Opdrachten:
(A) Beantwoord aan de hand van de tekst over wortelknobbelnematoden deze vragen:
(i) Wat betekent de naam Meloidogyne in het Grieks?
(ii) Welke soorten zijn quarantaineorganismen binnen Europa?
(iii) Welke bron wordt bij de figuur genoemd?
(B) Noem alle soorten Meloidogyne die in de tekst over wortelknobbelnematoden voorkomen.
(C) Schrijf een vervolg op de tekst over wortelknobbelnematoden dat begint na de laatste regel.

Tekstfragment:
((

Definitie - Meloidogyne

Wat zijn wortelknobbelnematoden

Wortelknobbelnematoden (Meloidogyne = Grieks voor ‘appelvormig vrouwtje’) komen wereldwijd voor en zijn een economisch zeer belangrijke groep van plantenbeschadigers. Hun Nederlandse naam is afgeleid van de typische knobbels die ze vormen op het wortelstelsel of op knollen van planten. Ze kunnen zich vermenigvuldigen op heel veel planten waaronder veel economisch belangrijke gewassen. Het zijn sedentaire endoparasitaire nematoden (slechts enkele stadia bewegen zich vrij in de bodem, het grootste deel van hun leven zitten ze vast in de plant).

Belangrijkste soorten

Wortelknobbelnematoden kunnen worden ingedeeld in warmteminnende en koudeminnende soorten. In gematigde streken zoals België zijn Meloidogyne chitwoodi (maïswortelknobbelnematode), M. fallax (valse maïswortelknobbelnematode), M. hapla (noordelijke wortelknobbelnematode) en M. naasi (graswortelknobbelnematode) de belangrijkste soorten op aardappel. In warmere gebieden zijn dit M. incognita, M. javanica, M. arenaria en M. enterolobii. Deze tropische nematode is zeer agressief en in staat om bestaande resistentie in tomaat en paprika te doorbreken. Meloidogyne chitwoodi, M. fallax en M. enterolobii zijn quarantaineorganismen binnen Europa.


Figuur: Verspreiding van M. chitwoodi (boven), M. fallax (miden) en M. enterolobii (onder) in de wereld (bron: EPPO)

))

Aangeleverde lijst:

((

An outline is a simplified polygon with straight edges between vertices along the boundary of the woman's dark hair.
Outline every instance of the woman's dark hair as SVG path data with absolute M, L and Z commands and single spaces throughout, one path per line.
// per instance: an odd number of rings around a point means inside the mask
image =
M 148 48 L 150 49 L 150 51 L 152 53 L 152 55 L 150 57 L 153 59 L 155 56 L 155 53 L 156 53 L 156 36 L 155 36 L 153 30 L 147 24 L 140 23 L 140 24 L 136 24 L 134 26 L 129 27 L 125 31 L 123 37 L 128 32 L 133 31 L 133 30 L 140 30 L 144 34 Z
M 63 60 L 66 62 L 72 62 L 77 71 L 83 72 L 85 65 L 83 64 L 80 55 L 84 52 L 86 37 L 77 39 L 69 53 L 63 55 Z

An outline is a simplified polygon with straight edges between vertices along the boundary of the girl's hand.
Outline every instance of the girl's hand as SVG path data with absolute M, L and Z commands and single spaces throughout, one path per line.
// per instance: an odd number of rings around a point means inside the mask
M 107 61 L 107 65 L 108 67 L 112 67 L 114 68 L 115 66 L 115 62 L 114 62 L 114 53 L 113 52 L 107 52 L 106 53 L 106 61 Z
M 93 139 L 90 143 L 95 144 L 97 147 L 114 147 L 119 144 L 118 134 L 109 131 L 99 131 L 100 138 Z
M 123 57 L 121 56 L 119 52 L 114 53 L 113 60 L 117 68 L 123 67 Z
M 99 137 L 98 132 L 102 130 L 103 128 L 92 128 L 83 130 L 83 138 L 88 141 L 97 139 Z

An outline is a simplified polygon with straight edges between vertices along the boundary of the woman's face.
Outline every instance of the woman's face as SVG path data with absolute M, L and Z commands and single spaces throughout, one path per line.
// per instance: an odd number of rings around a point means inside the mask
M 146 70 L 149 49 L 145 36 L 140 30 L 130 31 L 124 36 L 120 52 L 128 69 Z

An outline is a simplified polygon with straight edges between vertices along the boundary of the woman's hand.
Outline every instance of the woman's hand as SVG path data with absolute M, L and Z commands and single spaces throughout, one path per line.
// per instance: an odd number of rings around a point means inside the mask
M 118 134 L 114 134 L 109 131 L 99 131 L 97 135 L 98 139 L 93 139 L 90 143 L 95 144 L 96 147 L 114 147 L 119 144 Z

))

Antwoorden:
(A)
(i) Appelvormig vrouwtje.
(ii) Meloidogyne chitwoodi, M. fallax en M. enterolobii.
(iii) EPPO.

(B) Meloidogyne chitwoodi, M. fallax, M. hapla, M. naasi, M. incognita, M. javanica, M. arenaria en M. enterolobii.

(C)
De levenscyclus van wortelknobbelnematoden

Een schematisch overzicht van de levenscyclus en de verschillende ontwikkelingsstadia wordt weergegeven in foto 1. De eitjes van wortelknobbelnematoden worden door de volwassen vrouwtjes afgezet in een gelatineuze stof en vormen een eipakketje. Deze eipakketjes worden meestal aangetroffen aan het oppervlakte van wortels maar kunnen ook deels of volledig in de wortels worden afgezet. De eipakketjes zijn initieel zacht en doorzichtig tot wit. Naarmate ze ouder worden of gevormd worden later in het groeiseizoen worden de eipakketjes bruin van kleur (Foto 2). In elk eitje ontwikkelt zich een eerstestadium juveniel (J1). Deze J1 vervellen terwijl ze nog in het eitje zitten tot een tweedestadium juveniel. (J2). De J2 komen meestal spontaan uit het eitje wanneer er voldoende vocht is en de temperatuur gunstig is. Eitjes, volwassen mannetjes en J2 zijn de enige stadia die je in de bodem kan aantreffen. J2 (infectieuze stadium) gaan in de bodem op zoek naar een waardplant en dringen deze meestal binnen bij de worteltippen maar kunnen ook op andere plaatsen penetreren. Ze verplaatsen zich in de plantenwortel tussen de cellen zonder ze te beschadigen. De J2 voeden zich en stimuleren de plant tot de vorming van ‘reuzencellen’. Deze cellen zorgen voor een permanente voedingsbron voor de nematode. Op het ogenblik van de vorming van de reuzencellen zal het plantenweefsel rond deze cellen opzwellen en leiden tot de typische knobbels (gallen) veroorzaakt door wortelknobbelnematoden. De vorming van knobbels is afhankelijk van de nematodensoort en de plant en knobbels zijn soms zeer klein of afwezig.


Foto 1: Schematische voorstelling van de levenscyclus van Meloidogyne (Foto Karssen & Moens, 2006. Root-knot nematodes In: Plant nematology, CABI)


Foto 2: Eipakketjes van Meloidogyne chitwoodi op de wortels van tomaat (foto Wim Wesemael, ILVO)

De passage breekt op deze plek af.